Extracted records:
•••
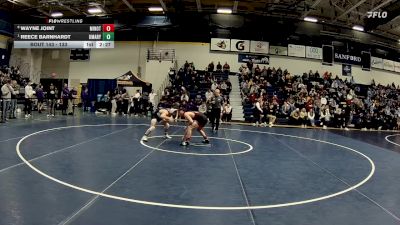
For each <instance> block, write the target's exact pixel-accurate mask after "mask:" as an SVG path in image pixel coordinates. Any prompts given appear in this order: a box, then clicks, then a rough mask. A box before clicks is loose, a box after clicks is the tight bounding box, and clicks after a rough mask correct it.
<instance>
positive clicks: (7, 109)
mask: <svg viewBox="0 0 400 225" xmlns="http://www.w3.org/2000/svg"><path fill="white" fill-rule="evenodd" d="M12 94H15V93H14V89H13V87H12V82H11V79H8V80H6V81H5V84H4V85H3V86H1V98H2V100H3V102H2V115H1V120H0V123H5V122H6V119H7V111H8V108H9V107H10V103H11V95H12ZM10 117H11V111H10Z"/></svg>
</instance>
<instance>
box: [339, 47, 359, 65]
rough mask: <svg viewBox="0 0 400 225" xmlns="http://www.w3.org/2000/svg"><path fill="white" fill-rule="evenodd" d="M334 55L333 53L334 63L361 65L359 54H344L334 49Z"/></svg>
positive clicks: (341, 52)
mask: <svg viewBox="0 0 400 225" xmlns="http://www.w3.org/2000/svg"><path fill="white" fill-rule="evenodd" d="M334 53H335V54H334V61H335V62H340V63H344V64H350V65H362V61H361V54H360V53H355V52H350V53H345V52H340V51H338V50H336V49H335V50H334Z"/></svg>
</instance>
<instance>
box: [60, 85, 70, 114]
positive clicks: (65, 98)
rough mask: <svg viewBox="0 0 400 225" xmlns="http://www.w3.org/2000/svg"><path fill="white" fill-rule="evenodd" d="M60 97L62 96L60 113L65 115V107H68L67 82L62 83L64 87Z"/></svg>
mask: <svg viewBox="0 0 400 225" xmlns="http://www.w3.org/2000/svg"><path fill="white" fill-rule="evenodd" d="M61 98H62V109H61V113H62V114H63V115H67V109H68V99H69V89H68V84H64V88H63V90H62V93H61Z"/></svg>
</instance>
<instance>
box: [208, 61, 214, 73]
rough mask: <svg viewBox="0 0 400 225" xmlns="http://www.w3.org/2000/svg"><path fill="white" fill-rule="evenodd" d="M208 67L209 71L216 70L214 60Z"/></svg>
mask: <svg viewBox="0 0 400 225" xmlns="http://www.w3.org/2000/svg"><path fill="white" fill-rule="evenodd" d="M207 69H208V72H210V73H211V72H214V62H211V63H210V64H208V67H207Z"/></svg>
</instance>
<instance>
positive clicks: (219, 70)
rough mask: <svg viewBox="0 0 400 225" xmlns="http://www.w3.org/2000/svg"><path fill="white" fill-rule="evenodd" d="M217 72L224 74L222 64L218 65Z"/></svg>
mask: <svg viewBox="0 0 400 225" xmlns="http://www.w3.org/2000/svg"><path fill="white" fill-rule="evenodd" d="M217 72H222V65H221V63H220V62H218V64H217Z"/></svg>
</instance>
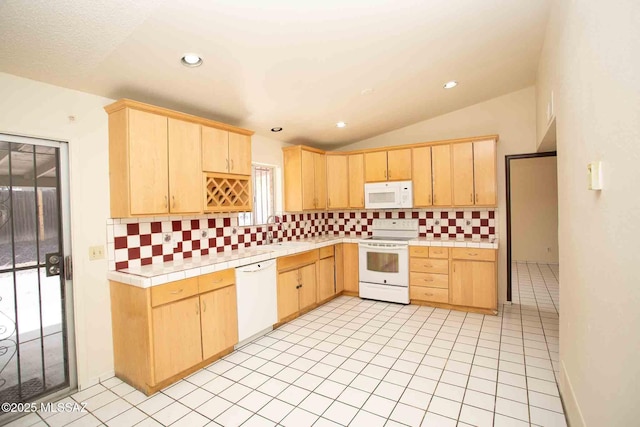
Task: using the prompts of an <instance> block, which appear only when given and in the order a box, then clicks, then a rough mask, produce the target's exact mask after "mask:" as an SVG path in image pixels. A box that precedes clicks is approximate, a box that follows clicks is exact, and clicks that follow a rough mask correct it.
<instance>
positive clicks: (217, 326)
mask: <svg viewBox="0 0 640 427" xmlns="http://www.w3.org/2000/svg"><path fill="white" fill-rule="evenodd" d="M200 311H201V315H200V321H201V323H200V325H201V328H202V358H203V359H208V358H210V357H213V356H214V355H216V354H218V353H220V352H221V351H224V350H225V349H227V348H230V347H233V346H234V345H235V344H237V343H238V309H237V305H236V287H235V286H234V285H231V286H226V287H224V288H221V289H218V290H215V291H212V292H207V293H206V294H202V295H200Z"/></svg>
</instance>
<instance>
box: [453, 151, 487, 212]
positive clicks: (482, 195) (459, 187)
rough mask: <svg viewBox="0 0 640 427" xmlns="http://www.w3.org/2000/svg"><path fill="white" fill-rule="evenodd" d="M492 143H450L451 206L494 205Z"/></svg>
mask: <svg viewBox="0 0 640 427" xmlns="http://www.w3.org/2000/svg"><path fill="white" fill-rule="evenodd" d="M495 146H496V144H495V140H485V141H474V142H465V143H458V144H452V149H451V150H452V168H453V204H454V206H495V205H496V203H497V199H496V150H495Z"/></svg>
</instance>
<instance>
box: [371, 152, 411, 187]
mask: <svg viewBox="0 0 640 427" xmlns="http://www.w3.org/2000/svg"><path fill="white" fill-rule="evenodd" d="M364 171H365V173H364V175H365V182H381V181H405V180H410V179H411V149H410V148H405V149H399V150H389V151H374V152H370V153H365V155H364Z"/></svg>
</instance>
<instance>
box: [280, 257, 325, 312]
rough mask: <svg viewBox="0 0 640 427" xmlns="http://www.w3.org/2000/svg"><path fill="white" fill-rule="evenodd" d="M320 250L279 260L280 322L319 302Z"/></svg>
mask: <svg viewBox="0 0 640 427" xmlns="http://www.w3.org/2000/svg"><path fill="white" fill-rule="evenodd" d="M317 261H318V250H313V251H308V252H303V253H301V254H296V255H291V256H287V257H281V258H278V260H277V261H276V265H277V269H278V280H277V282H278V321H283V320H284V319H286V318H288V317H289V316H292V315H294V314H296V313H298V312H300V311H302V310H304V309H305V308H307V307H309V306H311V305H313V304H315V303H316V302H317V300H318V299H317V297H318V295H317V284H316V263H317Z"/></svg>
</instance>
•••
> [TRY IT]: A line belongs in the answer if it contains the word "exact"; copy every such line from the data above.

> [SOLUTION TO THIS PROBLEM]:
For each <instance> block, write the target's exact pixel-accurate mask after "mask:" as an SVG path in image pixel coordinates. Any prompts given appear in this order: a box, then clicks, then a rough mask. A box before clicks is loose, a box after clicks is the tight bounding box, and clicks after a rough mask correct it.
Task: using the prompts of an <instance> block, which appear only when given and in the order a box, then clicks, then a rough mask, produce the target's exact mask after "mask:" as an SVG path in image pixels. A box that precedes clicks is approximate, a box that follows clicks is exact, and clicks that follow a rough mask correct it.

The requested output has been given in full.